* [Records supplied]

-------------------------

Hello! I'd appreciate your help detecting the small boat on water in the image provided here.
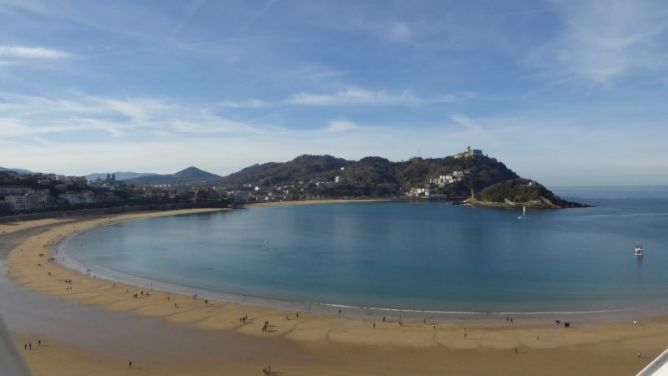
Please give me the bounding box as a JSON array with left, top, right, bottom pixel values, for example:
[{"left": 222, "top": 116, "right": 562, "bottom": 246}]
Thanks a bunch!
[
  {"left": 634, "top": 245, "right": 644, "bottom": 257},
  {"left": 517, "top": 206, "right": 526, "bottom": 219}
]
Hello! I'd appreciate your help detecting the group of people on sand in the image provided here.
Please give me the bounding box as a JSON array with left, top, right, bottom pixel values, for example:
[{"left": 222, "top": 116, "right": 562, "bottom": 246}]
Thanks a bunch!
[
  {"left": 239, "top": 315, "right": 248, "bottom": 324},
  {"left": 23, "top": 339, "right": 42, "bottom": 351},
  {"left": 555, "top": 319, "right": 570, "bottom": 328},
  {"left": 261, "top": 364, "right": 272, "bottom": 375},
  {"left": 132, "top": 290, "right": 151, "bottom": 299},
  {"left": 261, "top": 320, "right": 270, "bottom": 332}
]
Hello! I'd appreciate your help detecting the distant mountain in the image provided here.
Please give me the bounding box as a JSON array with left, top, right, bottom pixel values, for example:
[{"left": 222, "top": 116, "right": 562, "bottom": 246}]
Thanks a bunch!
[
  {"left": 0, "top": 167, "right": 32, "bottom": 174},
  {"left": 173, "top": 166, "right": 221, "bottom": 181},
  {"left": 125, "top": 167, "right": 221, "bottom": 186},
  {"left": 86, "top": 172, "right": 159, "bottom": 181},
  {"left": 219, "top": 153, "right": 583, "bottom": 208}
]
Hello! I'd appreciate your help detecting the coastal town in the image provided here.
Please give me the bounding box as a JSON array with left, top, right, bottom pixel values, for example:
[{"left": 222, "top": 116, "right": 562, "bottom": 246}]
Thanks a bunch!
[
  {"left": 0, "top": 147, "right": 491, "bottom": 216},
  {"left": 0, "top": 171, "right": 225, "bottom": 216},
  {"left": 1, "top": 146, "right": 577, "bottom": 216}
]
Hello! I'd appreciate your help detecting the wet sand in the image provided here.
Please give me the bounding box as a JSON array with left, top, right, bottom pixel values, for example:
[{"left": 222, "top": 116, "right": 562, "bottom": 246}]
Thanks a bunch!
[{"left": 2, "top": 208, "right": 664, "bottom": 375}]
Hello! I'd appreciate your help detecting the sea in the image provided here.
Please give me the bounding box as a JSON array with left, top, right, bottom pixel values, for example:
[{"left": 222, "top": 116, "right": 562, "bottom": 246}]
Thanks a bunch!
[{"left": 59, "top": 186, "right": 668, "bottom": 316}]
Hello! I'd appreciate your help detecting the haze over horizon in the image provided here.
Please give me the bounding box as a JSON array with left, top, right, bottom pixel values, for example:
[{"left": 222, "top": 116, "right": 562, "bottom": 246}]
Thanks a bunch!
[{"left": 1, "top": 0, "right": 667, "bottom": 185}]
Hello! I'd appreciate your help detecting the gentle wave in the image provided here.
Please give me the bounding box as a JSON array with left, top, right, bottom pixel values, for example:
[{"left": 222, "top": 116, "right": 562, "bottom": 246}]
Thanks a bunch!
[{"left": 318, "top": 303, "right": 634, "bottom": 316}]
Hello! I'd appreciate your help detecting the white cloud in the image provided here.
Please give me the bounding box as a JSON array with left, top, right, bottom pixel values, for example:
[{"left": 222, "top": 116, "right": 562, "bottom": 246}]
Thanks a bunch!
[
  {"left": 218, "top": 88, "right": 469, "bottom": 108},
  {"left": 450, "top": 114, "right": 479, "bottom": 129},
  {"left": 389, "top": 22, "right": 411, "bottom": 42},
  {"left": 218, "top": 99, "right": 269, "bottom": 108},
  {"left": 345, "top": 17, "right": 414, "bottom": 44},
  {"left": 0, "top": 92, "right": 263, "bottom": 139},
  {"left": 531, "top": 0, "right": 668, "bottom": 84},
  {"left": 324, "top": 120, "right": 361, "bottom": 133},
  {"left": 285, "top": 87, "right": 464, "bottom": 106},
  {"left": 0, "top": 45, "right": 70, "bottom": 59}
]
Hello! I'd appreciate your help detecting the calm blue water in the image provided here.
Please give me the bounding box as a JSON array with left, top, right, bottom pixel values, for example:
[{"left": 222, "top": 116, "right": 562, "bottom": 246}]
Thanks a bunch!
[{"left": 64, "top": 187, "right": 668, "bottom": 313}]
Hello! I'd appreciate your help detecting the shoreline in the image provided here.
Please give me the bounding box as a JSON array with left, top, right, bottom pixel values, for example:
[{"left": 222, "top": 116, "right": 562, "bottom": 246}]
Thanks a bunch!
[
  {"left": 51, "top": 202, "right": 654, "bottom": 322},
  {"left": 2, "top": 207, "right": 665, "bottom": 375},
  {"left": 8, "top": 206, "right": 668, "bottom": 323},
  {"left": 56, "top": 232, "right": 655, "bottom": 322}
]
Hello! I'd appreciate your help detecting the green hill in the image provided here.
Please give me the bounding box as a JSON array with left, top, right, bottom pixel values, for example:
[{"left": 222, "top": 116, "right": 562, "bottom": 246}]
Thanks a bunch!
[
  {"left": 219, "top": 153, "right": 585, "bottom": 208},
  {"left": 473, "top": 179, "right": 585, "bottom": 208}
]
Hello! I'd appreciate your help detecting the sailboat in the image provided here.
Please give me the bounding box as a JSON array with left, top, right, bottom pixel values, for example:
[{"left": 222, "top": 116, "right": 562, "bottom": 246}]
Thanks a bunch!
[{"left": 517, "top": 206, "right": 526, "bottom": 219}]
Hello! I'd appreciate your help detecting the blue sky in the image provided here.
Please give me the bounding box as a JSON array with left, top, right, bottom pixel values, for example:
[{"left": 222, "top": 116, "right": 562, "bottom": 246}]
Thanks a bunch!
[{"left": 0, "top": 0, "right": 667, "bottom": 185}]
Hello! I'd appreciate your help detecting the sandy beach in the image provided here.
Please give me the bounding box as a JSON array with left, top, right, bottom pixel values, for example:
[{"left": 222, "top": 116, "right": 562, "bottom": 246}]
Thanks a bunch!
[{"left": 2, "top": 207, "right": 665, "bottom": 375}]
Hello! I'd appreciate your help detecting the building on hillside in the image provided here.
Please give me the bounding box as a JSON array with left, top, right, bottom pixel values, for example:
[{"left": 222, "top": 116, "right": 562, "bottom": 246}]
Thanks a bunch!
[
  {"left": 407, "top": 187, "right": 431, "bottom": 198},
  {"left": 228, "top": 190, "right": 251, "bottom": 203},
  {"left": 429, "top": 170, "right": 465, "bottom": 187},
  {"left": 58, "top": 191, "right": 96, "bottom": 205},
  {"left": 4, "top": 195, "right": 29, "bottom": 211},
  {"left": 454, "top": 146, "right": 483, "bottom": 159},
  {"left": 26, "top": 190, "right": 51, "bottom": 210},
  {"left": 0, "top": 187, "right": 33, "bottom": 195}
]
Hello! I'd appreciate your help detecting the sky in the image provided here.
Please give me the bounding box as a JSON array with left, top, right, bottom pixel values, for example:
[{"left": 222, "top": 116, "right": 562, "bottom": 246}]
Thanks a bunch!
[{"left": 0, "top": 0, "right": 667, "bottom": 185}]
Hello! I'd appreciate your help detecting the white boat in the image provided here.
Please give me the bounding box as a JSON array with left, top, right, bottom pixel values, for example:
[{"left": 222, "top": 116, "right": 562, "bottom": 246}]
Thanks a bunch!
[
  {"left": 517, "top": 206, "right": 526, "bottom": 219},
  {"left": 634, "top": 245, "right": 644, "bottom": 257}
]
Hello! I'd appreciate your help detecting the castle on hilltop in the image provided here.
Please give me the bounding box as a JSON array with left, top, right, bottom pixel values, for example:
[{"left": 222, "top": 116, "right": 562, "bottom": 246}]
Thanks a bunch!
[{"left": 453, "top": 146, "right": 483, "bottom": 159}]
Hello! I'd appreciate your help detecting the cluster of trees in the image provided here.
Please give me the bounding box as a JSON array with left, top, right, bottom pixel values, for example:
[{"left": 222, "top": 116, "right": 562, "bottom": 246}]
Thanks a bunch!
[
  {"left": 477, "top": 179, "right": 548, "bottom": 203},
  {"left": 476, "top": 179, "right": 584, "bottom": 207},
  {"left": 222, "top": 155, "right": 347, "bottom": 187}
]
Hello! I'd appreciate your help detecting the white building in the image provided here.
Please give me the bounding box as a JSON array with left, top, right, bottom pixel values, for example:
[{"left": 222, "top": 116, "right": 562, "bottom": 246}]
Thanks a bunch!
[
  {"left": 26, "top": 190, "right": 50, "bottom": 209},
  {"left": 58, "top": 191, "right": 96, "bottom": 205},
  {"left": 429, "top": 170, "right": 464, "bottom": 187},
  {"left": 454, "top": 146, "right": 483, "bottom": 159},
  {"left": 408, "top": 187, "right": 431, "bottom": 198},
  {"left": 228, "top": 190, "right": 251, "bottom": 202},
  {"left": 4, "top": 195, "right": 29, "bottom": 211}
]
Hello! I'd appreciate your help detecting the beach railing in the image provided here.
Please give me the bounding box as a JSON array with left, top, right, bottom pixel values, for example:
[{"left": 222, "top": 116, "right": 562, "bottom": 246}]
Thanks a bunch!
[{"left": 636, "top": 349, "right": 668, "bottom": 376}]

-------------------------

* [What needs to be done]
The word to look for is "water"; copy out every line of the entries that holds it.

* [Response for this exercise]
Hello! I'd appreciate your help detecting the small boat on water in the image provided here.
Hello! I'd appreciate your help detecting the calm blue water in the image provided here.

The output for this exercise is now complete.